**YOUR OBJECTIVE:** Return the listing below line for line, without changing anything.

A block of data:
╔══

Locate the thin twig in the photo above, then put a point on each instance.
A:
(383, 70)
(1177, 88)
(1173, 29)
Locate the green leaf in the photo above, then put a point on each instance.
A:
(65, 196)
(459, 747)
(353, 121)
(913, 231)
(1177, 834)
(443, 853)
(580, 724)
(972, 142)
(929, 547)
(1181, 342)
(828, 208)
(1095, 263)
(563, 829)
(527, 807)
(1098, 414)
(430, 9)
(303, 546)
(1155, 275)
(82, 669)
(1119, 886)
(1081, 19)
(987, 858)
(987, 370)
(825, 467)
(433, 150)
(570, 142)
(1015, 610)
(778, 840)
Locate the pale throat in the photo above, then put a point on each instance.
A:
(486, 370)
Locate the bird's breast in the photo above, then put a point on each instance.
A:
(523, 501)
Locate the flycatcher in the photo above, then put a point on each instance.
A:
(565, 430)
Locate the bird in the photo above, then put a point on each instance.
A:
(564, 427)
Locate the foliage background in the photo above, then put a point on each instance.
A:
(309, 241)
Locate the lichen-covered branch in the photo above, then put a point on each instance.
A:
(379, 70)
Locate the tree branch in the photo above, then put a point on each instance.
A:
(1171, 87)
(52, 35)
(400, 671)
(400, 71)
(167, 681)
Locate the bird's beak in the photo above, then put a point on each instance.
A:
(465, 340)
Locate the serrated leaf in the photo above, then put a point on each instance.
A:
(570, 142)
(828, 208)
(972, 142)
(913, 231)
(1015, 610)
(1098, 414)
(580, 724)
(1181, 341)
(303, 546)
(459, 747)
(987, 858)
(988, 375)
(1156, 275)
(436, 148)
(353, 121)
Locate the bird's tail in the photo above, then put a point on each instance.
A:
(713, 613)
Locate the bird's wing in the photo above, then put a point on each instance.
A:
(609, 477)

╚══

**RESPONSE TO THE TASK:**
Locate the thin twig in the photo above, then put a point on each instance.
A:
(383, 70)
(1177, 88)
(1173, 29)
Locate the green leaf in the photo above, then put a point on each instance.
A:
(65, 196)
(459, 747)
(353, 121)
(913, 231)
(1177, 834)
(443, 853)
(580, 724)
(972, 142)
(929, 547)
(1181, 342)
(828, 208)
(1095, 263)
(563, 829)
(527, 807)
(1098, 414)
(430, 9)
(303, 546)
(1155, 275)
(82, 669)
(1119, 886)
(1081, 19)
(987, 858)
(987, 370)
(825, 467)
(433, 150)
(570, 142)
(1015, 610)
(778, 840)
Locate the pale throat in the photo above, then put a point on each instance.
A:
(486, 370)
Locate the bird's breast in the photo above, then put a point on each instance.
A:
(523, 501)
Locate the flycatcher in the photo above, then put a point on each instance.
A:
(565, 430)
Locate the bird in the photo above, then put a point on each instance.
A:
(564, 427)
Locate the foliage background in the photo above, then put a point on each instance.
A:
(309, 241)
Locate the lichen-covered branch in the photo above, then put a point on each instance.
A:
(379, 70)
Locate the tree branch in the photo above, then put a point on each instance.
A:
(1171, 87)
(52, 35)
(400, 671)
(400, 71)
(167, 681)
Locate the bird's beak in the photo above, then put a point on each instance.
A:
(465, 340)
Locate the serrated leaf in the photo above, then put a point on each instance.
A:
(570, 142)
(828, 208)
(972, 142)
(913, 231)
(1015, 610)
(1098, 414)
(580, 724)
(1181, 341)
(303, 546)
(459, 747)
(987, 858)
(988, 375)
(1156, 275)
(436, 148)
(353, 121)
Locate the bird's tail in the photo above, then put a point on each instance.
A:
(713, 613)
Locate the bird's wing in the photo above, then put a point on each instance.
A:
(609, 477)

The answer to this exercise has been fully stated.